First term: Episodic attention loss (cross-entropy, \(\alpha = 0.1\)).
Second term: Next-token prediction loss.

BroadAttn: Attention Range Extension during Inference¶

NarrowAttn: Focuses only on top-K chunks.
BroadAttn: Extends attention to the neighboring chunks of each top-K chunk.
Resolves the information truncation issue (e.g., "Albert Einstein was born in Germany" is in one chunk, while "He taught himself algebra" is in an adjacent chunk).
Preserves the original context sequence order of chunks.

Experiments¶

Experimental Setup¶

Decoder: Mistral-7B-Instruct-v0.2 (LoRA fine-tuned)
Retriever: Dragon (multi-turn context encoder)
Evaluation Tasks: Needle-in-a-Haystack (Paul Graham / PG19), FactRecall-en, MultifieldQA, LoogleSD
Uses the most challenging setup of the LV-Eval framework (containing both CFI confusing information + KPR keyword substitution)

Main Results¶

Needle-in-a-Haystack (16k-128k): - EpMAN achieves near-perfect recall (99-100%) on both Paul Graham and PG19 data sources. - Comparison: Mistral-7B scores only 25.4% at 128k; Phi-3-128k scores only 26.4% at 16k. - Dragon + Mistral improves the performance but is far inferior to EpMAN.

FactRecall-en (16k-256k, LV-Eval CFI+KPR):

Method	16k	32k	64k	128k	256k	Mean
Mistral-7B	65.3	72.5	41.0	22.5	11.5	42.6
Phi-3-128k	82.0	80.5	81.0	63.0	34.5	68.2
Dragon+Mistral	74.2	71.8	66.0	77.2	69.0	71.7
EpMAN (noisy+BroadAttn)	81.8	75.2	76.0	75.2	80.2	77.7

EpMAN maintains 80.2% at 256k, whereas Phi-3-128k plummets to 34.5%.

________

__What you will do__
A: Write out the passage of the EpMAN text word for word, starting at "Evaluation Tasks: Needle-in-a-Haystack" and ending at "inferior to EpMAN.".
B: Continue the EpMAN text from the point where it stops.
The records below come from a different source than the EpMAN text.

________

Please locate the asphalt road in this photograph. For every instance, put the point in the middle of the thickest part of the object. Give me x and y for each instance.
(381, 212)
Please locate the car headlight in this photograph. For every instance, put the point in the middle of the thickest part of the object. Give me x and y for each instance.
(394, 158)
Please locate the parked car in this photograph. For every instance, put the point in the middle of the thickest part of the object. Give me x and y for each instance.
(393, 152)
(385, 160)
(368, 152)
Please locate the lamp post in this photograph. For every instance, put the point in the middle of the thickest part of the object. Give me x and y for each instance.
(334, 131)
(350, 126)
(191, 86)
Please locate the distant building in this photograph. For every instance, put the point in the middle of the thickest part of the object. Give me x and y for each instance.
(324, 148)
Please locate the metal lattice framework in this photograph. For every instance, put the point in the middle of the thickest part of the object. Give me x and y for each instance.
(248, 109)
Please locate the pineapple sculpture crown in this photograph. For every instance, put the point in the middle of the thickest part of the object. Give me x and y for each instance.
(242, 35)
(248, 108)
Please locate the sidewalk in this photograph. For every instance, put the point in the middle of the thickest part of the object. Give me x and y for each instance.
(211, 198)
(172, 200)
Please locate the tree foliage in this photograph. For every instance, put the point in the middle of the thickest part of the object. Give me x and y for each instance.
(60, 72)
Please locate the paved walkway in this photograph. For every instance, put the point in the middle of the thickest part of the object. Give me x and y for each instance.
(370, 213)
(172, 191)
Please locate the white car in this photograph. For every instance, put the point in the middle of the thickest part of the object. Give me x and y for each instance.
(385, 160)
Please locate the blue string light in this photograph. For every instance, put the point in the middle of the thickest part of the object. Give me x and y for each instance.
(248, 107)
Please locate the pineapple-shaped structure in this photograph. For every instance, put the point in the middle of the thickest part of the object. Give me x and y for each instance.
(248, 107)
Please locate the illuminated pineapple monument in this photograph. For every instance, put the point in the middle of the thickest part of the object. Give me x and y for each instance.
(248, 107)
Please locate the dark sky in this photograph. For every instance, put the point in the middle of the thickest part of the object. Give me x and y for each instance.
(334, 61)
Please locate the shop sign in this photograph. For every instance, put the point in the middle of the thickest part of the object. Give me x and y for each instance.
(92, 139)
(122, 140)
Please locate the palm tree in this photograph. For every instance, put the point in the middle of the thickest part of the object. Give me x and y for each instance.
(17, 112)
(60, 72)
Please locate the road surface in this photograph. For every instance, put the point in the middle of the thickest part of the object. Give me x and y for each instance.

________

__Task results__
A:
Evaluation Tasks: Needle-in-a-Haystack (Paul Graham / PG19), FactRecall-en, MultifieldQA, LoogleSD
Uses the most challenging setup of the LV-Eval framework (containing both CFI confusing information + KPR keyword substitution)

Main Results¶

Needle-in-a-Haystack (16k-128k): - EpMAN achieves near-perfect recall (99-100%) on both Paul Graham and PG19 data sources. - Comparison: Mistral-7B scores only 25.4% at 128k; Phi-3-128k scores only 26.4% at 16k. - Dragon + Mistral improves the performance but is far inferior to EpMAN.

B:
MultifieldQA (LLM-as-Judge): - EpMAN (noisy+BroadAttn) scores a mean of 74.3, surpassing Dragon+Mistral (69.7) and Phi-3 (42.6).

LoogleSD: - EpMAN (uniform+BroadAttn) scores a mean of 78.6, outperforming Dragon+Mistral (77.4).

Ablation Study & Key Findings¶

Noisy training vs. Uniform training: Noisy training significantly outperforms uniform training on FactRecall and MultifieldQA (77.7 vs. 75.1).
BroadAttn vs. NarrowAttn vs. Exact: BroadAttn is consistently optimal as it resolves the information truncation issue.
Exact inference performs poorly: Because under the CFI+KPR setting, the Dragon retriever cannot always rank the relevant chunks correctly.
For LoogleSD (Wikipedia-sourced data), since both the retriever and training data originate from Wikipedia, uniform training is sufficient.

Highlights & Insights¶

Clever Application of Dual-System Theory: Self-attention = System 1 (fast but inaccurate), episodic memory attention = System 2 (slow but accurate).
Noisy Training Provides Denoising Target: Crucial for OOD (out-of-distribution) generalization, enabling the model to tolerate ranking errors from the retriever.
BroadAttn Inference Strategy: Resolves the chunk boundary information truncation issue with extremely low cost.
Generalizing to 256K when only trained on 4K tokens—extremely high training efficiency.
Excellent performance even under challenging setups with confusing information and keyword substitution.

Limitations & Future Work¶

Requires storing the complete KV cache (currently on CPU), introducing heavy memory overhead for ultra-large documents.
Larger top-K values increase training memory requirements.
The optimal combination of uniform/noisy training and exact/narrow/broad attention depends on the nature of tasks.
Only validated on Mistral-7B, without testing on larger models.
The quality of the retriever (Dragon) has a significant impact on overall performance.

Long-context LLMs: Phi-3 (Abdin et al., 2024), Position Interpolation (Chen et al., 2023), Sparse Attention (Child et al., 2019).
RAG: Dragon retriever (Lin et al., 2023); attention distillation to improve RAG (Li et al., 2024b).
Memory-augmented LLMs: Larimar (Das et al., 2024) with only top-1 readout is unsuitable for scattered information; kNN-LM (Wu et al., 2022) mixes attention using a learnable gate.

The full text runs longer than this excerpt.